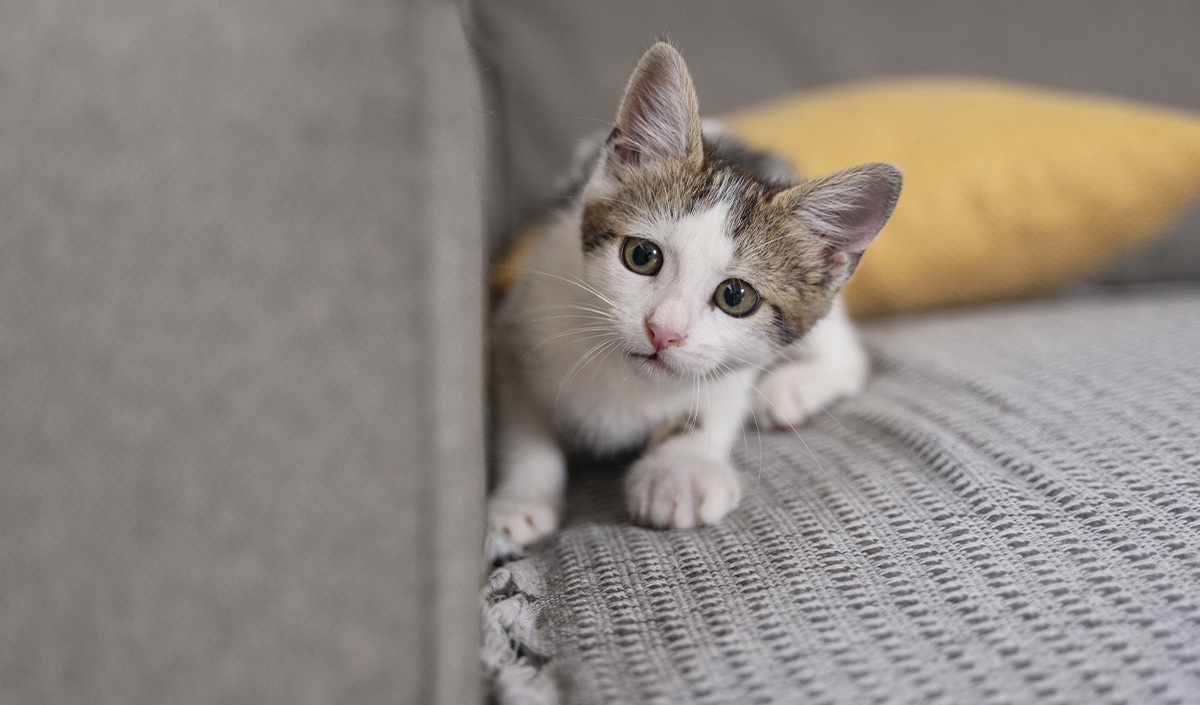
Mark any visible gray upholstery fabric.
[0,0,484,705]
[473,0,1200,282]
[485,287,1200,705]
------------------------------
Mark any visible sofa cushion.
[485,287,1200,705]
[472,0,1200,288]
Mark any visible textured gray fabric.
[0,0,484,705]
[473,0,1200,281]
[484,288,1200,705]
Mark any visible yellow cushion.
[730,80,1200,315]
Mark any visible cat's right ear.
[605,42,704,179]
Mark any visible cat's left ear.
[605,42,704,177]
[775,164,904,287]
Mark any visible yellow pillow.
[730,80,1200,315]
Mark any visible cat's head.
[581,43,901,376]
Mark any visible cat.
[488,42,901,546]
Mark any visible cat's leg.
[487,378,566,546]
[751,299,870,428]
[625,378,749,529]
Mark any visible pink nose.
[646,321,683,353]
------------------------------
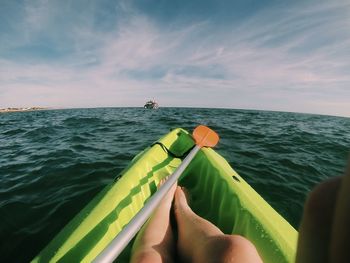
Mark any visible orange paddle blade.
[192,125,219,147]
------------------------------
:: Written task ::
Arrange the data above as a JSON list of strings, one string per line and blank lines omitted, starting at the line containing "Mark any visible textured gray fabric." and ending at the line containing "[625,378,749,529]", both included.

:: The solution ::
[
  "Mark any visible textured gray fabric.",
  "[0,0,484,705]",
  "[473,0,1200,281]",
  "[484,288,1200,705]",
  "Mark any visible yellow cushion.",
  "[730,80,1200,315]",
  "Mark any visible cat's right ear.",
  "[605,42,704,179]",
  "Mark any visible cat's left ear.",
  "[605,42,704,177]",
  "[775,164,904,287]",
  "Mark any visible yellow pillow.",
  "[730,80,1200,315]",
  "Mark any visible cat's head.",
  "[581,43,901,376]",
  "Mark any visible cat.",
  "[488,42,901,546]",
  "Mark any visible cat's leg.",
  "[487,378,566,546]",
  "[751,299,870,428]",
  "[625,378,749,529]"
]